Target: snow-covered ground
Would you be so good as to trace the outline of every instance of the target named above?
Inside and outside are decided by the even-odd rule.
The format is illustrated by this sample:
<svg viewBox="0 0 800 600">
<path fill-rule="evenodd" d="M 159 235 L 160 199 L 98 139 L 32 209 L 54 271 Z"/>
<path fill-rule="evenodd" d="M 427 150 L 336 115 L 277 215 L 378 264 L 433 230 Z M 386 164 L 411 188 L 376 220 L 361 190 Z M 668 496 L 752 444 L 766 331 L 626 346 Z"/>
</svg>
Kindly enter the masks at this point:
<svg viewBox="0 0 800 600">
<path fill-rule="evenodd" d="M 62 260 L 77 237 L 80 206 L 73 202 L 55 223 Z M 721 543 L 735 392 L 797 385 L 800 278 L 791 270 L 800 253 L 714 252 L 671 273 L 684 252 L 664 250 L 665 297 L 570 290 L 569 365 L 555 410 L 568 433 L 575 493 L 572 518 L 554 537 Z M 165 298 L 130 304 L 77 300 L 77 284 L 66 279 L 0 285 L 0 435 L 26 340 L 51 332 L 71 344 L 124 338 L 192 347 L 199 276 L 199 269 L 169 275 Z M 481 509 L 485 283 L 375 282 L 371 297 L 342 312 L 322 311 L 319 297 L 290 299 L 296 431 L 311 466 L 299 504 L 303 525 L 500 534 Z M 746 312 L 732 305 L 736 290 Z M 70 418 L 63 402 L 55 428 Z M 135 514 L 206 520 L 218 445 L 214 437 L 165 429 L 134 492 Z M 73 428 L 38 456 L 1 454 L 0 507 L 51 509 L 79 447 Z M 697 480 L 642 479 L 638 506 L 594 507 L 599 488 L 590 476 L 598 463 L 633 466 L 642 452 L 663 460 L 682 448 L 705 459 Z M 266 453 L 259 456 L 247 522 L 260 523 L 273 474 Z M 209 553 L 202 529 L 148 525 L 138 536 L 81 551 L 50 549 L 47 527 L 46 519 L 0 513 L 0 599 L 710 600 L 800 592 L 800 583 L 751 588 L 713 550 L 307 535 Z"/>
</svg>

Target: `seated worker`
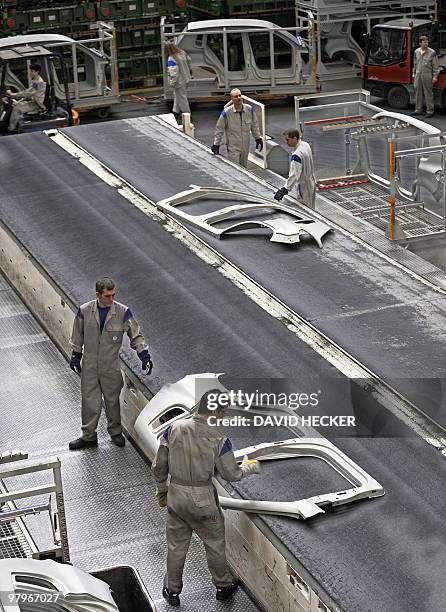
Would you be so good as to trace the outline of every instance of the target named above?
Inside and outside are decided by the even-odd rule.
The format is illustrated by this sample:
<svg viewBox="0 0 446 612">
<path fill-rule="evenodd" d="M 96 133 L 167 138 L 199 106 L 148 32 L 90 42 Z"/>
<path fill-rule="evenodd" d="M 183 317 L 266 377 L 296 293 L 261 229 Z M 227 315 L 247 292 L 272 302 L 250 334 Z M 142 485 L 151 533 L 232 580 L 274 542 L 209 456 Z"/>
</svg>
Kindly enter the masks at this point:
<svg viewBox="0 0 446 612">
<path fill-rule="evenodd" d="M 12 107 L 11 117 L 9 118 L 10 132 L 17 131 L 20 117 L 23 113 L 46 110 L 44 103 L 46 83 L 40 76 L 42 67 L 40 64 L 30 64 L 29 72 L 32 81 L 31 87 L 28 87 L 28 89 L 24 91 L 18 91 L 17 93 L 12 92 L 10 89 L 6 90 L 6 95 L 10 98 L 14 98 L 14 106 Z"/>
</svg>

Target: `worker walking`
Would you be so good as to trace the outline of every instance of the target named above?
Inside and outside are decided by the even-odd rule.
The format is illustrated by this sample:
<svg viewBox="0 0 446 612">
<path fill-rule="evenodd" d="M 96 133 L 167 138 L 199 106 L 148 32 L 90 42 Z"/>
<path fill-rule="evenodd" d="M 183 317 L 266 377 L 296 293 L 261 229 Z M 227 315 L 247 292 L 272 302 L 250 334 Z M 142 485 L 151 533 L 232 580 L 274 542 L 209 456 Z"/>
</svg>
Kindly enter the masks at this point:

### WHAT THE TASK ASKS
Set down the data above exactly as written. Omit the pictures.

### FINISHED TASK
Target: snow-covered ground
Would you be so good as to trace the outline of every instance of the target named above?
Inside and outside are decided by the even-odd rule.
The format is illustrated by this sample:
<svg viewBox="0 0 800 600">
<path fill-rule="evenodd" d="M 159 235 L 160 199 L 98 139 L 32 209 L 54 271 Z"/>
<path fill-rule="evenodd" d="M 427 150 L 336 115 L 277 215 L 378 264 L 433 230 Z M 386 164 L 411 188 L 376 220 L 361 190 Z M 668 496 L 752 444 L 766 331 L 626 346 Z"/>
</svg>
Kindly enter the masks at this point:
<svg viewBox="0 0 800 600">
<path fill-rule="evenodd" d="M 62 260 L 77 237 L 80 206 L 73 202 L 55 223 Z M 721 543 L 735 392 L 797 385 L 800 278 L 791 270 L 800 253 L 714 252 L 671 273 L 684 252 L 664 250 L 665 297 L 570 290 L 569 365 L 555 410 L 568 433 L 575 493 L 572 518 L 554 537 Z M 165 298 L 130 304 L 77 300 L 77 284 L 66 279 L 0 285 L 0 435 L 26 340 L 51 332 L 71 344 L 124 338 L 192 347 L 199 276 L 199 269 L 169 275 Z M 481 509 L 485 283 L 375 282 L 371 297 L 342 312 L 322 311 L 319 297 L 290 299 L 296 431 L 311 466 L 299 504 L 303 525 L 500 534 Z M 746 312 L 732 305 L 736 290 Z M 70 418 L 63 402 L 55 428 Z M 135 514 L 206 520 L 218 445 L 214 437 L 165 429 L 134 492 Z M 73 428 L 38 456 L 1 454 L 0 507 L 51 509 L 79 447 Z M 697 480 L 642 479 L 638 506 L 594 507 L 599 488 L 590 476 L 598 463 L 633 466 L 642 452 L 663 460 L 682 448 L 705 459 Z M 266 453 L 259 456 L 247 522 L 260 523 L 273 474 Z M 209 553 L 202 529 L 148 525 L 138 536 L 81 551 L 50 549 L 47 527 L 46 519 L 0 513 L 0 599 L 710 600 L 800 592 L 800 583 L 751 588 L 713 550 L 307 535 Z"/>
</svg>

Target: `seated worker`
Would you be so good as to trace the outline of every instance of the target named above?
Inside and outside are decided by the even-odd rule.
The format is illustrated by this sample:
<svg viewBox="0 0 446 612">
<path fill-rule="evenodd" d="M 96 133 L 167 138 L 199 106 L 148 32 L 90 42 Z"/>
<path fill-rule="evenodd" d="M 183 317 L 266 377 L 296 293 L 261 229 Z M 227 315 L 247 292 L 272 302 L 250 334 Z M 142 485 L 151 533 L 232 580 L 274 542 L 209 456 Z"/>
</svg>
Kindly enter the masks at this point:
<svg viewBox="0 0 446 612">
<path fill-rule="evenodd" d="M 12 107 L 11 117 L 9 118 L 10 132 L 17 131 L 20 117 L 23 113 L 46 110 L 44 103 L 46 83 L 40 76 L 42 67 L 40 64 L 30 64 L 29 72 L 32 81 L 31 87 L 28 87 L 28 89 L 24 91 L 18 91 L 17 93 L 12 92 L 10 89 L 6 90 L 6 95 L 10 98 L 14 98 L 14 106 Z"/>
</svg>

Target: `worker walking`
Would you be so good as to trace the outline of every instance of the target named above?
Inside and outside are decided by the even-odd rule.
The format is illustrated by this sample:
<svg viewBox="0 0 446 612">
<path fill-rule="evenodd" d="M 96 133 L 167 138 L 199 106 L 148 32 L 90 42 Z"/>
<path fill-rule="evenodd" d="M 183 317 L 266 377 L 296 293 L 261 229 Z M 227 315 L 247 292 L 272 302 L 250 334 Z M 142 485 L 151 533 L 232 580 L 274 542 L 209 456 Z"/>
</svg>
Kindly enter the masks at this point:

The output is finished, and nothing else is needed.